Required task: Write what comes next in the pull request description on parallel downloading of sharded model weights, picking up after its last sentence.

Document segment:
◆ ◆ ◆ ◆

Per the discussion here huggingface/transformers#36870

I've added this change to the huggingface_hub package.

Repost from the original PR:

What does this PR do?
Enables the parallel downloading of models with sharded weight files. Can decrease the time to load large models significantly, often times producing speed ups of greater than 50%.

While downloading is already parallelized at the file level when HF_HUB_ENABLE_HF_TRANSFER is enabled, HF_ENABLE_PARALLEL_DOWNLOADING parallelizes the number of files that can be concurrently downloaded. Which can greatly speed up downloads if the machine you're using can handle it in terms of network and IO bandwidth.

◆ ◆ ◆ ◆

Coordinate labeling data:
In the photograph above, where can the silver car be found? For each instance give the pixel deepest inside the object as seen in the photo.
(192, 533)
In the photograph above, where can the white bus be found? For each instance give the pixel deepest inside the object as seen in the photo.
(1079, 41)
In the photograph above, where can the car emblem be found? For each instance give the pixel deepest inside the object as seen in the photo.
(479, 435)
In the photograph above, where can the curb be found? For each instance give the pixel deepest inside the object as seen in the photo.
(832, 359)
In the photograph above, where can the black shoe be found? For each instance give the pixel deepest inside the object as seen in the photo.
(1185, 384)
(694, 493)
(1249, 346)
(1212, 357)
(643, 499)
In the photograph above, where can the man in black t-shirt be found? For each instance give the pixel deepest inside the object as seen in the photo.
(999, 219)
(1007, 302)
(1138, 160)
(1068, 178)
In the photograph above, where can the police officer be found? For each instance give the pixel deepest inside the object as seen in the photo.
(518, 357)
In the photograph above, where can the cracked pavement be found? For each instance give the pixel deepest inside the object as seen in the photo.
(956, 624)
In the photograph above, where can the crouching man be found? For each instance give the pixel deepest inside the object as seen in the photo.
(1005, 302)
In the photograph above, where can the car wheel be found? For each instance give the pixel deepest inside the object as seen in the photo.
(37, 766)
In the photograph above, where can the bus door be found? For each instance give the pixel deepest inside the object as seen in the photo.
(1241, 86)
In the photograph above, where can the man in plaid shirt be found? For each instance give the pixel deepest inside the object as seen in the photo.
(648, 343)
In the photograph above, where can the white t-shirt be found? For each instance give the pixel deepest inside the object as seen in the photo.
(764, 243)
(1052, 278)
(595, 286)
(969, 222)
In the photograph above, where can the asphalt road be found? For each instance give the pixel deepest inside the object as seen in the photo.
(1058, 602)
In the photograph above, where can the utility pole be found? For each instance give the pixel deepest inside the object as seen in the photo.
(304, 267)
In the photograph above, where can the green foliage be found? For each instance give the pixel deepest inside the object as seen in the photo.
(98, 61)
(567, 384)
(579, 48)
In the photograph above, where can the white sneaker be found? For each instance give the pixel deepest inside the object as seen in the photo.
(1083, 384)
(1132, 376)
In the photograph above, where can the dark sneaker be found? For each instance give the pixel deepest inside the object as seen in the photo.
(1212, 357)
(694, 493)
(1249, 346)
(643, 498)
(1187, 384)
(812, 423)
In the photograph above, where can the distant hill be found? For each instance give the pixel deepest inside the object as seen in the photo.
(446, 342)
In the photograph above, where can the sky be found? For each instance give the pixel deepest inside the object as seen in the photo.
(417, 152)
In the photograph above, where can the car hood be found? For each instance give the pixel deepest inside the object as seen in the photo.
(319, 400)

◆ ◆ ◆ ◆

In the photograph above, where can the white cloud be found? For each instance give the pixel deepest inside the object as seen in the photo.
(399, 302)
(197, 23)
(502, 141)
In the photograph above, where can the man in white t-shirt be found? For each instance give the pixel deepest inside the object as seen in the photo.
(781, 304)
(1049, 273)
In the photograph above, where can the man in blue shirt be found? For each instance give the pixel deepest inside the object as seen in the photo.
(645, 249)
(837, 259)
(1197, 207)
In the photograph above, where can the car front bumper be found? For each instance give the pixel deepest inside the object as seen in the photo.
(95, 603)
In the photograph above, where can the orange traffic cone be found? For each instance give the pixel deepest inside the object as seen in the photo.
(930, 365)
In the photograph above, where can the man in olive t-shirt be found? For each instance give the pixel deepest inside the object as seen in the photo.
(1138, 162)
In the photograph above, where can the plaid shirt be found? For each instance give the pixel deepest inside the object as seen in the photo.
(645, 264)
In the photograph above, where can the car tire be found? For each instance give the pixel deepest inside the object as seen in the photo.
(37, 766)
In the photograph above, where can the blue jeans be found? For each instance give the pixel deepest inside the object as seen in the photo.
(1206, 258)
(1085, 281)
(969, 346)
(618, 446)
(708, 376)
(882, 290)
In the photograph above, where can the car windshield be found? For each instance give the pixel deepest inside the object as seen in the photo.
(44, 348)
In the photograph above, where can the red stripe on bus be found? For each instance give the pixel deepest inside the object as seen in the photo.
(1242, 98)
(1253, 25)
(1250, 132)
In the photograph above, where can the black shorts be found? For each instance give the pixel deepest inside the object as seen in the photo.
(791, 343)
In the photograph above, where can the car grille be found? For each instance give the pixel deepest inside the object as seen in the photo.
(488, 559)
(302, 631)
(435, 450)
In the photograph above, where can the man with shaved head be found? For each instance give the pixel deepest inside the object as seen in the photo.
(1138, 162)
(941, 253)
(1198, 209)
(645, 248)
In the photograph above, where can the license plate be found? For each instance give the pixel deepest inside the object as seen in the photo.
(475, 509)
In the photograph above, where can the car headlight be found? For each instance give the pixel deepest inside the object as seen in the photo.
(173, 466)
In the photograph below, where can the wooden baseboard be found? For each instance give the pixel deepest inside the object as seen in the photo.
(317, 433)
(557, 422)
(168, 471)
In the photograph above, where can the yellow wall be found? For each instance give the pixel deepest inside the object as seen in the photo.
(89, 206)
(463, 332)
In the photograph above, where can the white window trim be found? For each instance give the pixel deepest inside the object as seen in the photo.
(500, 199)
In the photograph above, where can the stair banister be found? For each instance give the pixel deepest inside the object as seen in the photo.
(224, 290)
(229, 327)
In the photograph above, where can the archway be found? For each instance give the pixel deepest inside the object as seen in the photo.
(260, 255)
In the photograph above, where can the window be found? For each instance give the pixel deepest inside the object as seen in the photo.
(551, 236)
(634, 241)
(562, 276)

◆ ◆ ◆ ◆

Result for this exercise:
e.g. With only HF_HUB_ENABLE_HF_TRANSFER you can hit a peak network throughput of ~1.5GB/s which is about in line for s3's limitations for a single file that's around 5GB in size. With this change you can hit a peak network throughput of ~6.5GB/s

e.g. here's a comparison for facebook/opt-30b on an AWS EC2 g4dn.metal:

HF_HUB_ENABLE_HF_TRANSFER enabled, HF_ENABLE_PARALLEL_DOWNLOADING disabled

~45s download
HF_HUB_ENABLE_HF_TRANSFER enabled, HF_ENABLE_PARALLEL_DOWNLOADING enabled

~12s download
That's roughly a 73% speed up!

To fully saturate a machine capable of massive network bandwidth, set HF_ENABLE_PARALLEL_DOWNLOADING="true" and HF_HUB_ENABLE_HF_TRANSFER="1"

Like the https://github.com/huggingface/transformers/pull/36835 that optimizes sharded model loading, this should also collectively save thousands of dollars monthly if not more globally for anyone using HF on the cloud.

@Wauplin I have preemptively submitted this to get your eyes on it, I still need to confirm this produces a speed up for .xet, but I don't see why it wouldn't, unless the .xet downloader manages its chunks across multiple files in aggregate. Any clarity on this would be greatly appreciated. If such data is required to merge this PR, I will provide it.

Best,
Aaron

…lows for using HF_TRANSFER with the download thread pool.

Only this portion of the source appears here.